◆ **REQUIRED WORK**
Between the line containing "white cricket trousers" and the line containing "the white long-sleeve" lies a run of lines; give that run again exactly, with both of those lines, and nothing else from the entries below.

◆ **RAW DATA**
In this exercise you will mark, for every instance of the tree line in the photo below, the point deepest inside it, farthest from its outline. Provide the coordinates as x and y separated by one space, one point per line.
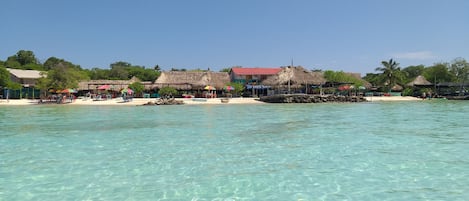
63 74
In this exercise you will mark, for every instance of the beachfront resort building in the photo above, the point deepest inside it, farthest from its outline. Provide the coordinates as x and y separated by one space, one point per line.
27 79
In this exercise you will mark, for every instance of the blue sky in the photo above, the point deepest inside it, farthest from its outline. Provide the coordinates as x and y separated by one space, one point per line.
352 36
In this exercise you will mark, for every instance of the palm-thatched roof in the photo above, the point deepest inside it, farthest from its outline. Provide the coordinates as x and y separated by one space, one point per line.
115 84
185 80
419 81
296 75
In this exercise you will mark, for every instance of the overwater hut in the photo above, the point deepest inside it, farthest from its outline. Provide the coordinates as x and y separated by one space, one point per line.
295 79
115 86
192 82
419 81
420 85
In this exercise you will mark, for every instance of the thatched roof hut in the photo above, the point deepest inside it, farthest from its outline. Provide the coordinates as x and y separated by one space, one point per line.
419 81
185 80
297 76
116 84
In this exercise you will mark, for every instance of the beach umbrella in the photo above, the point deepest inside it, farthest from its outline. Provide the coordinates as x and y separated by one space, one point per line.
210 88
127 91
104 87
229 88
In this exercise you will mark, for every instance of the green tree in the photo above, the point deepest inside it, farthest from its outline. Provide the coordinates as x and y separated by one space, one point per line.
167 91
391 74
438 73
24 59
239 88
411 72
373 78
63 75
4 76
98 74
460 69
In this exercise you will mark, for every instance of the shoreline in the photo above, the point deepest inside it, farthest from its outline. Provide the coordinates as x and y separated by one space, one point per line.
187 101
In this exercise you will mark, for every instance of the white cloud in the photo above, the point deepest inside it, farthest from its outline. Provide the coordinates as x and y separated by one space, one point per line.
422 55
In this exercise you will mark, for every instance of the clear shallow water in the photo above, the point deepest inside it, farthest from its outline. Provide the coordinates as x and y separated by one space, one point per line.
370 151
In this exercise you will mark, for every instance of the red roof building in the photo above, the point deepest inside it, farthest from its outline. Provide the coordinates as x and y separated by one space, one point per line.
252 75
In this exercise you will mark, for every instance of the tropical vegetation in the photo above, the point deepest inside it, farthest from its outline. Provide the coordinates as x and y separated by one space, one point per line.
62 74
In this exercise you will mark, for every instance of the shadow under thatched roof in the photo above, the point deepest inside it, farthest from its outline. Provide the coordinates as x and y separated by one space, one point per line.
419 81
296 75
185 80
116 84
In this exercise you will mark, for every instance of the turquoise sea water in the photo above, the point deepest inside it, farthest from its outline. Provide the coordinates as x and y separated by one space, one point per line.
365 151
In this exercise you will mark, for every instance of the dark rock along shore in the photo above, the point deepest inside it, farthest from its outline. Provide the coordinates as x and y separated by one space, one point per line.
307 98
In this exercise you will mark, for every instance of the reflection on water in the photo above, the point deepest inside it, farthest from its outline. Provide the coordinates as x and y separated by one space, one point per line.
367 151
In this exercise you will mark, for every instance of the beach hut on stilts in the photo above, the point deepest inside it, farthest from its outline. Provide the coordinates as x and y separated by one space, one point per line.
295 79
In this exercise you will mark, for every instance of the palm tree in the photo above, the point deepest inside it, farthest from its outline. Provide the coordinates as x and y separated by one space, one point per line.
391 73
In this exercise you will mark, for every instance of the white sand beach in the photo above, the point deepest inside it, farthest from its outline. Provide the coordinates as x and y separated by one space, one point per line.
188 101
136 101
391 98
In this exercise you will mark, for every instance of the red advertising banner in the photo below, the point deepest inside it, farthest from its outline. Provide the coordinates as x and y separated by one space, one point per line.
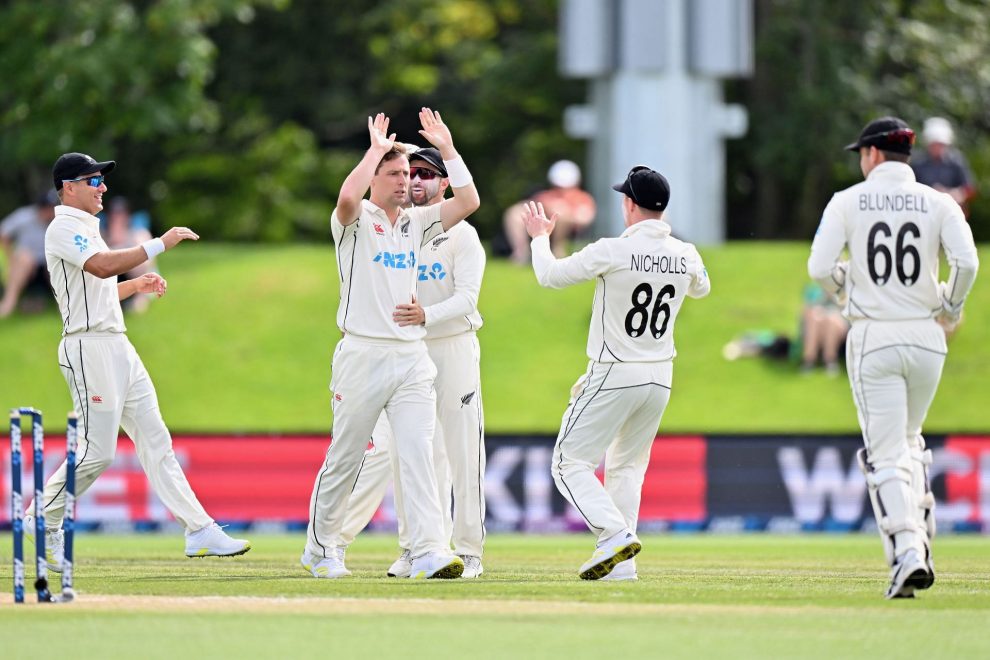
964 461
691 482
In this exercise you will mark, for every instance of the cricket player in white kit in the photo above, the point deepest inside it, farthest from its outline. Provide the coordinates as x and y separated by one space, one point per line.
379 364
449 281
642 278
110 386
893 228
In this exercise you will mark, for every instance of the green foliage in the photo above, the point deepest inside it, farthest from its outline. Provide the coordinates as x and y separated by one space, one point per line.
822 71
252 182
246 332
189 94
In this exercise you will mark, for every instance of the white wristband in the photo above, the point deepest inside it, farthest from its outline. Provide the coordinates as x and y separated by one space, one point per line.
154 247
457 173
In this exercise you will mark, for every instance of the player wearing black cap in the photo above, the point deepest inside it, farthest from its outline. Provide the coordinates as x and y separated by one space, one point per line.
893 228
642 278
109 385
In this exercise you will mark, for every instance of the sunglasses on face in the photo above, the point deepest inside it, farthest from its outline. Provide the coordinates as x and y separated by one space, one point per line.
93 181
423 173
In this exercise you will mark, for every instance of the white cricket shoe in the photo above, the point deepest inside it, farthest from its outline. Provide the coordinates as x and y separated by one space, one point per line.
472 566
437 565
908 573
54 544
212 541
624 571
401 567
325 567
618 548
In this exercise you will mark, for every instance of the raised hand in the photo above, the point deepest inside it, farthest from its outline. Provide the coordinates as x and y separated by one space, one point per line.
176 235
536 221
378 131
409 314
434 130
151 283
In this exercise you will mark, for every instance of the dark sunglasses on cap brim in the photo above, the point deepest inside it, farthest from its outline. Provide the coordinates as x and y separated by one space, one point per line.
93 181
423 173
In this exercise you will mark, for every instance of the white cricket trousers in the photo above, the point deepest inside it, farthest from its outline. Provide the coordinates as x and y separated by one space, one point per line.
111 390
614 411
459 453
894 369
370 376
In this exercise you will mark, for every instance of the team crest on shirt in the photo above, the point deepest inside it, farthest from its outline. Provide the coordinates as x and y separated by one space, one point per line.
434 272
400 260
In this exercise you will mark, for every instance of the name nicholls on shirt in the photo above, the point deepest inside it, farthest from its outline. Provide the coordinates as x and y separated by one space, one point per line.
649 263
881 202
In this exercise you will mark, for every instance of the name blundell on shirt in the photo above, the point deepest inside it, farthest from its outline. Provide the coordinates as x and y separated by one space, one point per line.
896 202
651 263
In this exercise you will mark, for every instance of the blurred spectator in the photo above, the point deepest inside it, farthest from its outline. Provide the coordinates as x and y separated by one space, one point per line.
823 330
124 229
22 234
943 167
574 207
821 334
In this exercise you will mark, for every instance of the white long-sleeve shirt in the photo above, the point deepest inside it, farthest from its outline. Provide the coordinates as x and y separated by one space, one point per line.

--

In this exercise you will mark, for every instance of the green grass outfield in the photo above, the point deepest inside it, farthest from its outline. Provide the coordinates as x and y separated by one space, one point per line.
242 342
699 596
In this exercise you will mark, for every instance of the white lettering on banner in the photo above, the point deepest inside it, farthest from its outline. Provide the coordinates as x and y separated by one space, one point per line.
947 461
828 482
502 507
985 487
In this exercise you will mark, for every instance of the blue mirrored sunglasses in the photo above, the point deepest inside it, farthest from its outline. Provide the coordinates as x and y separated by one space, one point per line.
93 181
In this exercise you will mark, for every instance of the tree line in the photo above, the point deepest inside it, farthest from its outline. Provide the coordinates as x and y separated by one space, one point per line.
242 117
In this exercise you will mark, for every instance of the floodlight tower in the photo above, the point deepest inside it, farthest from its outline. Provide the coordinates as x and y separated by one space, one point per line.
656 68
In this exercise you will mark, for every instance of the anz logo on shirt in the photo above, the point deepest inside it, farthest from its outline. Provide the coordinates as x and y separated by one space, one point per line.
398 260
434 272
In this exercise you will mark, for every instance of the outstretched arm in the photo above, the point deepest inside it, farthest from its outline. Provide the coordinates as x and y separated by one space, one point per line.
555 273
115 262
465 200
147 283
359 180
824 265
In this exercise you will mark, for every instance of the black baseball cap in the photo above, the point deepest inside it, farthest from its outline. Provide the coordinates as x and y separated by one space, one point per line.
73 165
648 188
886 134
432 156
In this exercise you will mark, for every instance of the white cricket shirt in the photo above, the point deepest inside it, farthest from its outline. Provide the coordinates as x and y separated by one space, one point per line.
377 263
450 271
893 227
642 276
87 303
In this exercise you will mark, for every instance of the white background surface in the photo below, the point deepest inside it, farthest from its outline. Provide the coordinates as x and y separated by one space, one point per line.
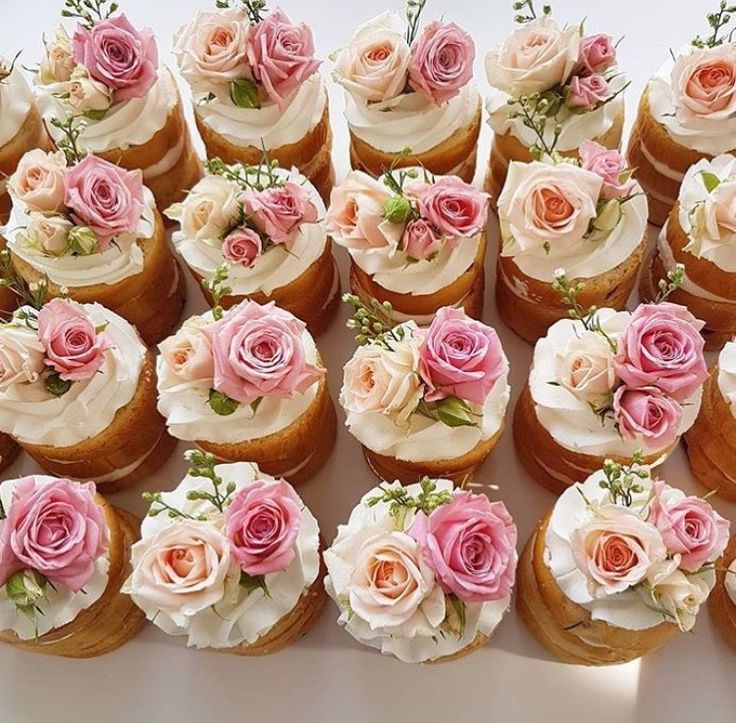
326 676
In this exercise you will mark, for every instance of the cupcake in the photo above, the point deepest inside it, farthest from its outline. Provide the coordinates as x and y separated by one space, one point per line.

--

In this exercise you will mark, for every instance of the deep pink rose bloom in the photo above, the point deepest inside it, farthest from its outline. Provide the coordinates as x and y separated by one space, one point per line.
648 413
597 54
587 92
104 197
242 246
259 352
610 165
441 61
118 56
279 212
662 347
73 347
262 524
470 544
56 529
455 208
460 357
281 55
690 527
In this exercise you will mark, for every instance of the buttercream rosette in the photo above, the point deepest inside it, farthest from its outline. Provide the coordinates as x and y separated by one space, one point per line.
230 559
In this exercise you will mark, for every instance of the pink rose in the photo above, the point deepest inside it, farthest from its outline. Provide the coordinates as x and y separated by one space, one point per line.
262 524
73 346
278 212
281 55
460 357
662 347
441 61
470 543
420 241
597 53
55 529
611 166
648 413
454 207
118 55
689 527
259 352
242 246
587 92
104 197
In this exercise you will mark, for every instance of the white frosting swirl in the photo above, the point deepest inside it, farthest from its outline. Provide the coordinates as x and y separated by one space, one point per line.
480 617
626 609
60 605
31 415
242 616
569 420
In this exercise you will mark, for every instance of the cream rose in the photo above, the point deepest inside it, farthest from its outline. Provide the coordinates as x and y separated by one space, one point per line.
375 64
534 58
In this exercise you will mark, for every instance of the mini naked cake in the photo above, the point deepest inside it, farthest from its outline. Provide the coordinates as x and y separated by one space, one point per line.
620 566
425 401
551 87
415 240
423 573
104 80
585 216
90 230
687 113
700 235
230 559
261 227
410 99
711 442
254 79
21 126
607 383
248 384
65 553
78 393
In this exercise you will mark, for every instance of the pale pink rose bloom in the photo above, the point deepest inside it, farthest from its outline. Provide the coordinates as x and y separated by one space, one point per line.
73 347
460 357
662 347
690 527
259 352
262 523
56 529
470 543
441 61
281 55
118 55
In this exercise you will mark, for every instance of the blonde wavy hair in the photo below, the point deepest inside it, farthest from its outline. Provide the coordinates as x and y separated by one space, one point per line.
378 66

◆ **PROBLEM SOLUTION**
In this exercise you will mark, for every instance of the white cricket trousers in the photo above, the point deepest inside it, farthest from its outline. Provide the coordinates as x and y separated by one space, one point per line.
111 390
614 411
459 453
894 369
370 376
In this exercise you will mark, for every instance of the team crest on shirt in the photo above, the point deepest inside it, farthest from its outline. Provide the coordinates as x and y separated by one space, one point per line.
434 272
400 260
In this exercise you will mark, for every instance of the name nicholls on shirt in the photo above, the point deepest inside it, farthest from its outline. Provide the coordinates as x and y separated by one space, one point per line.
649 263
881 202
In this exercise you will mark, for every instance of the name blundell on shirt in the photo above, the point deepest inside it, farthest from its outline. Provide the coordinates as x and y separated by one space, one point per line.
896 202
651 263
In this exercise you will mark, for every instance of the blurred spectator in the photo above, the point deepest inside it, farthest from its outline. Provide the coordinates as x and y separated by one space, one point per line.
823 330
124 229
22 234
943 167
574 207
821 334
In this exercise you will mark, for every instance of the white long-sleeve shirt in the photo above, the point deepest inside it, farthest from its outline. Provide the coordinates as x and y separated by one space, one point per line.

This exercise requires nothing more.